→ Dataset extract:
◇ ◇ ◇ ◇

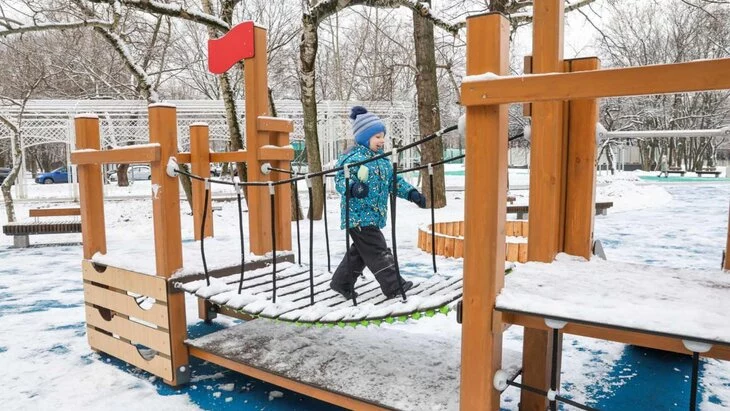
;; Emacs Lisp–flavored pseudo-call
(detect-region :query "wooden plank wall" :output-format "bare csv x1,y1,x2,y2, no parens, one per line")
82,260,174,381
417,220,529,263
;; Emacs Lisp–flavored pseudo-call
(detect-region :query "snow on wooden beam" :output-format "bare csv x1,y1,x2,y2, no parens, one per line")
71,144,160,165
461,58,730,106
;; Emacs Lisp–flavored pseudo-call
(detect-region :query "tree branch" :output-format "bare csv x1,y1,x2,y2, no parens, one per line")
0,19,114,37
88,0,229,32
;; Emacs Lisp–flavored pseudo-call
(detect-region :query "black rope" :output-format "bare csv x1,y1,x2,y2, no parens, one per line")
345,168,357,306
398,154,466,174
200,180,210,286
322,178,332,273
550,328,560,411
390,149,406,301
304,178,314,305
175,126,458,187
507,381,600,411
428,167,438,274
292,180,300,266
236,186,246,294
689,352,700,411
269,183,276,304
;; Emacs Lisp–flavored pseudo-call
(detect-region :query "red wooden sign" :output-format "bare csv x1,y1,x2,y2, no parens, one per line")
208,21,255,74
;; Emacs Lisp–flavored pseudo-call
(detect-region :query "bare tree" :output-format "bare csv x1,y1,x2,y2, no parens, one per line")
599,0,730,170
0,39,50,222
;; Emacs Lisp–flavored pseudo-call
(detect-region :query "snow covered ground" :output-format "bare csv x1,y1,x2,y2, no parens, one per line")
0,175,730,410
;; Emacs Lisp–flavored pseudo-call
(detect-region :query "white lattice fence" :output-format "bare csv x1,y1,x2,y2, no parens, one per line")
0,100,418,198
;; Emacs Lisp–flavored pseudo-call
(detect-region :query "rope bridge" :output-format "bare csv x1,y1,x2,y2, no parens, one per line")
173,126,522,326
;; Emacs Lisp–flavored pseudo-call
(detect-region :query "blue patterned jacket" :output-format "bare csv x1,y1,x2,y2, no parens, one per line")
335,144,415,229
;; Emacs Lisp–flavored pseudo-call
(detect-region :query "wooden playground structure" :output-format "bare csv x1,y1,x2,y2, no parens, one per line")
71,4,730,411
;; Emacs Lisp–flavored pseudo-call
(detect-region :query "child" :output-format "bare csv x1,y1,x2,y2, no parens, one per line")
659,154,669,178
330,106,426,299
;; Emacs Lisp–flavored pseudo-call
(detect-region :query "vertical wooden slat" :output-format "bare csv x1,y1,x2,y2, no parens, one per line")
505,243,519,261
520,0,566,411
149,104,189,386
724,201,730,271
522,56,532,117
190,123,213,241
564,57,600,258
270,132,292,250
74,115,106,259
460,14,509,411
454,238,464,258
517,243,527,263
243,27,272,255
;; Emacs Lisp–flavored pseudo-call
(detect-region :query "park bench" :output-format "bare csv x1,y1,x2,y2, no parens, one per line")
667,167,687,177
507,201,613,220
3,207,81,248
695,169,722,178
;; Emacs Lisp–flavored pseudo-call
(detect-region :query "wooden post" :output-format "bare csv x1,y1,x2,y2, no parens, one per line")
269,131,292,250
190,123,213,241
520,0,566,411
243,27,276,255
74,114,106,260
460,13,510,411
563,57,600,259
149,104,190,386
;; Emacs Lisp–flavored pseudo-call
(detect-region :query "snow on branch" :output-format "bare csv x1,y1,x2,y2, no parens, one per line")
98,29,159,103
305,0,466,35
0,19,113,37
82,0,230,32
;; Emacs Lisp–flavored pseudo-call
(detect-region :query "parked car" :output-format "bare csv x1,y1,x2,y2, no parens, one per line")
35,166,69,184
107,165,152,181
0,167,10,184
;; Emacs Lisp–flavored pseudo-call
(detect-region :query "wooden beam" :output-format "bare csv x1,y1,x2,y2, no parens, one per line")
522,56,532,117
461,58,730,106
175,153,190,164
28,207,81,217
189,347,385,411
149,104,189,386
210,150,247,164
258,146,294,161
460,13,510,411
723,201,730,271
563,57,600,259
190,124,213,241
272,132,292,250
175,150,248,164
74,116,106,259
502,312,730,361
71,144,160,165
256,117,294,133
520,0,567,411
243,27,281,255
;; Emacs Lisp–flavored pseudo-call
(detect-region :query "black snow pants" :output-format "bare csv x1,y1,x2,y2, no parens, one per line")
331,226,404,297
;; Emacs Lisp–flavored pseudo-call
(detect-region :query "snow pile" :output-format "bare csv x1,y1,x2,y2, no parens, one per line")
596,180,672,213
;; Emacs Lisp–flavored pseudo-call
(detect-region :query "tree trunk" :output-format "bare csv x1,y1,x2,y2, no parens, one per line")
117,164,129,187
413,0,446,208
0,130,23,223
299,15,324,220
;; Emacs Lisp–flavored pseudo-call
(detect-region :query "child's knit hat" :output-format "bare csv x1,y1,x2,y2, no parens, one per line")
350,106,385,147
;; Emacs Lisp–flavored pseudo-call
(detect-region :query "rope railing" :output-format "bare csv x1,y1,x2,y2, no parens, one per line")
181,126,522,306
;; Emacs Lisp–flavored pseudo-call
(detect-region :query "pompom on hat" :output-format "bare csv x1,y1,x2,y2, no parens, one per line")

◇ ◇ ◇ ◇

→ What you should do: Echo all of the data above line for line, leaving out the pictures.

→ Finished task:
;; Emacs Lisp–flavored pseudo-call
(detect-region :query "wooden plank wall" :output-format "bare csv x1,y1,x2,y2, no parens, one per line")
82,260,174,381
417,220,529,263
;; Emacs Lisp–flavored pseudo-call
(detect-region :query "snow on wooden beam" :output-format "bare csv x1,y1,x2,y2, no parens, one per line")
71,144,160,165
461,58,730,106
;; Emacs Lisp–flavored pseudo-call
(detect-region :query "tree branch" :output-format "bare csv x1,y1,x2,y2, no parens, one per line")
0,19,114,37
88,0,229,32
;; Emacs Lisp–flavored pseudo-call
(detect-region :query "black rope" :output-format "bare csv x1,y1,x2,y2, no parens, one per line")
345,168,357,306
398,154,466,174
200,180,210,286
322,178,332,273
550,328,560,411
390,149,406,301
304,178,314,305
175,126,458,187
507,381,600,411
428,167,438,274
292,180,300,266
236,186,246,294
689,352,700,411
269,183,276,304
;; Emacs Lisp–flavored pseudo-call
(detect-region :query "red wooden sign" :output-format "bare csv x1,y1,x2,y2, no parens, one per line")
208,21,255,74
;; Emacs Lisp–flavored pseudo-call
(detect-region :query "bare tree" :output-format "bare csv x1,y1,x2,y2, no parens, one per line")
599,0,730,170
0,39,50,222
;; Emacs Lisp–flavored pseudo-call
(detect-region :query "snow covered ground" :output-format "bare csv x1,y1,x2,y2, no parens, one per line")
0,175,730,410
;; Emacs Lisp–flavored pseudo-call
(detect-region :query "white lattice fence" :output-format "bare csv x1,y1,x2,y2, no parens, one per line")
0,100,418,198
;; Emacs Lisp–flavored pseudo-call
(detect-region :query "rope bridge" :output-format "bare csv x1,y1,x2,y2, no parens, one per line")
173,126,522,326
;; Emacs Lisp–flavored pseudo-call
(detect-region :query "blue patterned jacket" :output-format "bare csv x1,y1,x2,y2, no parens, one per line")
335,144,415,229
;; Emacs Lisp–flavored pseudo-call
(detect-region :query "wooden playground structure" :output-format "bare csv x1,y1,x2,y2, no parens, one per line")
71,4,730,411
;; Emacs Lisp–flavored pseudo-call
(detect-region :query "child" :output-format "bare csv x1,y1,x2,y2, no parens, one per line")
659,154,669,178
330,106,426,299
;; Emacs Lisp–flavored pseudo-call
(detect-region :query "vertical wooden slat" :output-format "bare csv x1,y1,x2,y2, no parens, one per line")
505,243,519,261
520,0,566,411
149,104,189,386
724,201,730,271
522,56,532,117
190,123,213,241
564,57,600,258
270,132,292,250
74,115,106,259
460,14,509,411
454,238,464,258
517,243,527,263
243,27,272,255
;; Emacs Lisp–flavored pseudo-call
(detect-region :query "park bench" :output-format "bare csv x1,y1,x2,y2, no parens, one per line")
667,167,687,177
507,201,613,220
3,207,81,248
695,169,722,178
;; Emacs Lisp–flavored pseudo-call
(detect-region :query "wooden post" :output-format "bare csv x1,y1,x2,y2, no parens, one per line")
269,131,292,250
190,123,213,241
520,0,566,411
243,27,276,255
74,114,106,260
460,13,510,411
563,57,600,259
149,104,190,386
;; Emacs Lisp–flavored pseudo-call
(detect-region :query "snow on branch" :output-format "bare csv x1,y1,x2,y2, no parens, one per line")
98,29,159,103
305,0,466,35
0,19,113,37
82,0,230,32
;; Emacs Lisp–flavored pseudo-call
(detect-region :query "parked car" :output-format "bare csv x1,y1,x2,y2, no parens, one per line")
35,166,69,184
107,165,152,181
0,167,10,184
;; Emacs Lisp–flavored pseudo-call
(detect-region :query "wooden beam" :output-format "bare csv x1,y1,x2,y2, no parens, one per line")
522,56,532,117
461,58,730,106
175,153,190,164
28,207,81,217
189,347,385,411
149,104,189,386
210,150,247,164
258,146,294,161
460,13,510,411
723,201,730,271
563,57,600,259
190,124,213,241
272,132,292,250
175,150,248,164
74,116,106,259
502,312,730,361
71,144,160,165
256,117,294,133
520,0,567,411
243,27,281,255
;; Emacs Lisp–flavored pseudo-call
(detect-region :query "black snow pants" :output-format "bare csv x1,y1,x2,y2, no parens, one per line")
331,226,404,297
;; Emacs Lisp–flavored pseudo-call
(detect-region :query "snow pile" :output-format "bare csv x1,y1,x2,y2, no parens, one per line")
596,180,672,213
;; Emacs Lisp–flavored pseudo-call
(detect-region :query "tree trunk" :output-format "bare csv x1,y1,x2,y2, no parens, one per line")
117,164,129,187
413,0,446,208
0,130,23,223
299,15,324,220
;; Emacs Lisp–flavored pseudo-call
(detect-region :query "child's knit hat" :output-format "bare csv x1,y1,x2,y2, no parens, one per line")
350,106,385,147
;; Emacs Lisp–flavored pseudo-call
(detect-region :query "rope railing" :output-format "bare csv x1,y1,x2,y2, no parens, one per line")
181,126,522,306
;; Emacs Lisp–flavored pseudo-call
(detect-region :query "pompom on hat" :output-format "bare csv x1,y1,x2,y2, no parens, one per line")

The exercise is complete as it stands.